§ Recorded data:
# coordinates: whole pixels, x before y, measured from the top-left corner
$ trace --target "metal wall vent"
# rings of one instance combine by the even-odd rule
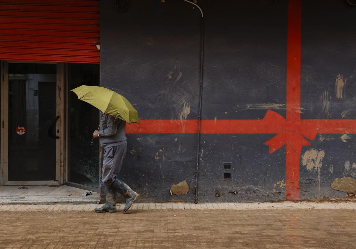
[[[231,178],[231,173],[226,172],[224,173],[224,179],[225,181],[231,181],[232,180]]]
[[[225,162],[224,163],[224,169],[231,169],[231,162]]]

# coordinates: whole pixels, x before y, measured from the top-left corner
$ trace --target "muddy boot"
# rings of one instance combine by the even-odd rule
[[[131,207],[135,200],[138,198],[139,195],[119,178],[115,179],[111,186],[126,198],[126,204],[123,211],[124,213],[126,213]]]
[[[94,211],[98,213],[116,212],[116,190],[111,186],[105,185],[106,200],[105,204],[101,207],[97,207]]]

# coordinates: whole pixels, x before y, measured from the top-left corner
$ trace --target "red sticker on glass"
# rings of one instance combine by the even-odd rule
[[[16,132],[19,135],[22,135],[26,131],[25,126],[17,126],[16,128]]]

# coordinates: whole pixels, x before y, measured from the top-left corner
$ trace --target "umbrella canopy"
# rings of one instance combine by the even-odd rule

§ The exercise:
Can you pull out every line of the entries above and reproduce them character for character, leaving out the pictures?

§ Response to the task:
# coordinates: whole pixels, x before y, measured from the top-left corner
$ trace --target "metal wall vent"
# rings of one instance combine by the even-odd rule
[[[231,178],[231,173],[226,172],[224,173],[224,179],[225,181],[231,181],[232,180]]]
[[[225,162],[224,163],[224,169],[231,169],[231,162]]]

# coordinates: whole pixels, x before y, measured from the top-left corner
$ trace --target "muddy boot"
# rings of one instance combine by the even-odd rule
[[[131,207],[135,200],[138,198],[139,195],[119,178],[115,179],[111,186],[126,198],[126,204],[123,211],[124,213],[126,213]]]
[[[94,211],[98,213],[116,212],[116,190],[111,186],[105,185],[106,200],[105,204],[101,207],[97,207]]]

# coordinates: whole pixels, x before y, measured from the top-left corner
$ trace --target "red sticker on glass"
# rings of one instance combine by the even-odd rule
[[[16,132],[19,135],[22,135],[26,131],[25,126],[17,126],[16,128]]]

# coordinates: whole pixels, x before y, measured from the top-left corner
$ trace --target "umbrella canopy"
# rings of one instance combine by the even-odd rule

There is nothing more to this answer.